▸ WHAT IS ASKED: In the passage on business networks and performance, what does Murdoch (2000) use the term "vertical networks" to refer to?

▸ SUPPLIED PASSAGE:
******

Business Networks and Performance: A Spatial Approach



> Capital. The scope is finance: Upstream (from suppliers) or downstream (from
customers)

> Information and Knowledge. The scope is capacity building: Upstream(from
suppliers) or downstream (from customers)

> Employment. The scope is productivity and capacity building: According to sources
of employment and the qualitative characteristics of employment.

2.2 Spatial Characterization/ Location

Another important feature of peripheral and rural business networks concerns with their
spatial expansion. The terminology of vertical and horizontal networks is used in
business economics to indicate networks linking businesses at different stages of the
production chain (vertical linkages) and at the same stage of production (horizontal
linkages). The first attempt to define the same terms under a spatial perspective first
appears in Murdoch (2000) with the term ‘vertical networks’ referring to those networks
linking rural spaces into the agro-food sector and the term ‘horizontal networks’
referring to those networks that link rural spaces into more general and non-agricultural
processes of economic change. This is a clear spatial-sectoral view of network operation
with an obvious focus on the agro-food sector. Building on Murdoch’s (2000)
suggestion that the concept of network can provide a new paradigm of rural
development, Kneafsey et al (2001), have, in a sense, redefined the concept provided by
Murdoch and adapted it to a culture economy framework giving it a more spatial focus.

******

▸ PROVIDED MATERIAL:
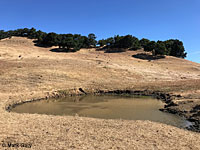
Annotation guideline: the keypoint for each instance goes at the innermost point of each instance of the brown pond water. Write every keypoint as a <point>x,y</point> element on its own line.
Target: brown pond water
<point>105,107</point>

******

▸ SOLUTION TO THE PROBLEM: Networks linking rural spaces into the agro-food sector.